• **Records provided**:
*****
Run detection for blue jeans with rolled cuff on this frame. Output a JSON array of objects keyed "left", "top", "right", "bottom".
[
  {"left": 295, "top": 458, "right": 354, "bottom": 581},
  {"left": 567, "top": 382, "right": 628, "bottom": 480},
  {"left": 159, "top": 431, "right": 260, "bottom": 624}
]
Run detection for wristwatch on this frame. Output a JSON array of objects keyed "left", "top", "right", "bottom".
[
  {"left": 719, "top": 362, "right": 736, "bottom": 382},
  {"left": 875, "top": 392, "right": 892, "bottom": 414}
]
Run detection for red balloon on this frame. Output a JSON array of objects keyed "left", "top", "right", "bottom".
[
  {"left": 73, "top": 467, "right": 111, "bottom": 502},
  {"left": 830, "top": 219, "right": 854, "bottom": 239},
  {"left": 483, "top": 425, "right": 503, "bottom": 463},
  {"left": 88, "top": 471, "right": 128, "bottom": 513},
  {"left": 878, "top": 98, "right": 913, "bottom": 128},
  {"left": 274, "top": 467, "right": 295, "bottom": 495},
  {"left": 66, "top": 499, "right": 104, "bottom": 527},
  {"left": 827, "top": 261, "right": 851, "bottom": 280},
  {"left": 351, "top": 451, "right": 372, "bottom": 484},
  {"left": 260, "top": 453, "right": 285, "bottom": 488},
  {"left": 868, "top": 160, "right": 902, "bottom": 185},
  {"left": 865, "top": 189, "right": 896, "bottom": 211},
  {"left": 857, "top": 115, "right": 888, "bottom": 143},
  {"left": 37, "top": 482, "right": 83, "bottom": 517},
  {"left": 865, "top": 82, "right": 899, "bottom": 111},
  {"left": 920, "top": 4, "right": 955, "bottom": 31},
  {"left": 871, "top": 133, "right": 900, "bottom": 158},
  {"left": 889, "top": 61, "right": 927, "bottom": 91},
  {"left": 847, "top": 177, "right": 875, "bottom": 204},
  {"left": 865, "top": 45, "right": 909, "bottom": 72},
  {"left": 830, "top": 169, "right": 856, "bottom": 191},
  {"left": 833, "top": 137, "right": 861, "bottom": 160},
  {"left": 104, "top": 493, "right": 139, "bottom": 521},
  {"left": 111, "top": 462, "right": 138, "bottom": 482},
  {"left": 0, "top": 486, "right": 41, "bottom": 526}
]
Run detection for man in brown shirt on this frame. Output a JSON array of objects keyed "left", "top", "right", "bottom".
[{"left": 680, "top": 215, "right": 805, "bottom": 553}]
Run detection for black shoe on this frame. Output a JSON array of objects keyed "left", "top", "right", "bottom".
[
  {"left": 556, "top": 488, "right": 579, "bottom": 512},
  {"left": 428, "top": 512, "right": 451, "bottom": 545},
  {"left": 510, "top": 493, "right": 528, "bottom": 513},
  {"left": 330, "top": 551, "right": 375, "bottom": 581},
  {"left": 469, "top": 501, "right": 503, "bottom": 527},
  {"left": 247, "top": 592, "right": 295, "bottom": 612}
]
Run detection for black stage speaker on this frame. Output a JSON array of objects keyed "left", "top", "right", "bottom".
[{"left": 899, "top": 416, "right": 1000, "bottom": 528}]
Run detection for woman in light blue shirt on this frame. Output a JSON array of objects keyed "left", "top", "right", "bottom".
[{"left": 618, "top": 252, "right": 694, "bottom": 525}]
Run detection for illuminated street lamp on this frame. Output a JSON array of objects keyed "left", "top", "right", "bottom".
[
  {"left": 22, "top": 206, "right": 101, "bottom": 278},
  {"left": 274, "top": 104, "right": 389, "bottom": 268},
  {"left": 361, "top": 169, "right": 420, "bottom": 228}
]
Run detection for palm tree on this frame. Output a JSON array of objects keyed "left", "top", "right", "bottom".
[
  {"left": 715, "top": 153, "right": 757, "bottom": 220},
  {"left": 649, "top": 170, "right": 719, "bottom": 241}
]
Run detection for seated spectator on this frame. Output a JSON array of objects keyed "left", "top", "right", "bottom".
*****
• **Work instructions**: Please pull out each line of the items above that contains the word "shirt" and copy those lines in full.

• **Finished task**:
Run detection for man in brown shirt on this frame. Output a JSON array of objects keyed "left", "top", "right", "bottom".
Run detection for woman in light blue shirt on this frame. Output a JSON array of objects keyed "left", "top", "right", "bottom".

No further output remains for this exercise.